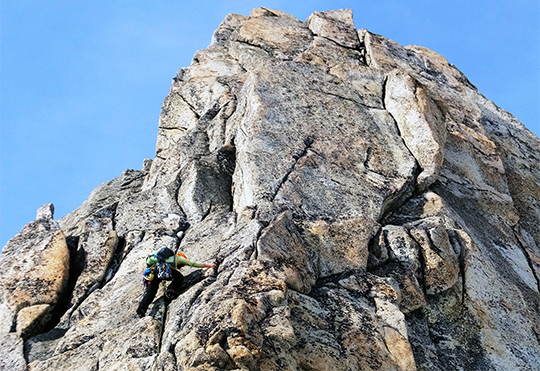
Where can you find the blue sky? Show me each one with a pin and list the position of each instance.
(82, 81)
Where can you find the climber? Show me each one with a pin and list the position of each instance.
(163, 265)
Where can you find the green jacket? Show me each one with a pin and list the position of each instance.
(176, 262)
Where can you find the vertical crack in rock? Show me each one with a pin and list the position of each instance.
(197, 116)
(308, 142)
(527, 255)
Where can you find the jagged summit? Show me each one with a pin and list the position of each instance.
(367, 209)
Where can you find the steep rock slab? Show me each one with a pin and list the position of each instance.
(280, 146)
(336, 25)
(35, 276)
(103, 200)
(421, 124)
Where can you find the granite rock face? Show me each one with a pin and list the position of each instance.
(367, 209)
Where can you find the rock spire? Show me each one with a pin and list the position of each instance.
(367, 209)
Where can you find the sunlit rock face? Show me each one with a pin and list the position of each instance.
(367, 209)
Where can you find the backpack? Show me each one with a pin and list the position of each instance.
(164, 270)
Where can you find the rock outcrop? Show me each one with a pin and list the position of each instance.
(367, 209)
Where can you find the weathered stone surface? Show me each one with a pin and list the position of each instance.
(421, 124)
(367, 209)
(336, 25)
(35, 273)
(11, 353)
────────
▸ What the exercise asks: Render every line of the entries above as a Markdown table with two columns, Row and Entry line, numbering the rows, skipping blank lines, and leaving out the pictures.

▸ Answer to this task:
| Row | Entry line |
|---|---|
| 1 | Where can you find the blue sky? Show me each one with a pin and list the position of each instance. |
| 2 | (82, 81) |
| 3 | Where can you find the climber? Show me each one with a pin and list the position of each instance. |
| 4 | (163, 265) |
| 5 | Where can you find the green jacket? Show me each one with a pin and list the position of each instance. |
| 6 | (176, 262) |
| 7 | Where can you find the vertical crack in rock? Show me each one with a pin and list the position of each instance. |
| 8 | (197, 116) |
| 9 | (308, 142) |
| 10 | (527, 255) |
| 11 | Where can you find the jagged summit? Show me each one with a pin and list the position of each instance. |
| 12 | (367, 209) |
| 13 | Where can you find the steep rock slab? Show me each one with a pin and list the position of each instance. |
| 14 | (280, 146) |
| 15 | (336, 25) |
| 16 | (35, 276) |
| 17 | (103, 200) |
| 18 | (421, 124) |
| 19 | Where can you find the granite rock face? Show me each one with a pin and list the position of each instance. |
| 20 | (367, 209) |
| 21 | Where can you find the rock spire? Show me each one with a pin and list the position of each instance. |
| 22 | (367, 209) |
| 23 | Where can you find the sunlit rock face? Show me each one with a pin and list the position of each instance. |
| 24 | (367, 209) |
| 25 | Where can you find the backpack? Show me each one with a pin and list the position of each instance. |
| 26 | (164, 270) |
| 27 | Where can you find the rock outcrop? Show me each one with a pin and list the position of each instance. |
| 28 | (367, 209) |
| 29 | Where can you find the weathered stone surface? Show me each one with a pin and list the position of each instance. |
| 30 | (421, 124) |
| 31 | (367, 209) |
| 32 | (336, 25) |
| 33 | (35, 273) |
| 34 | (11, 353) |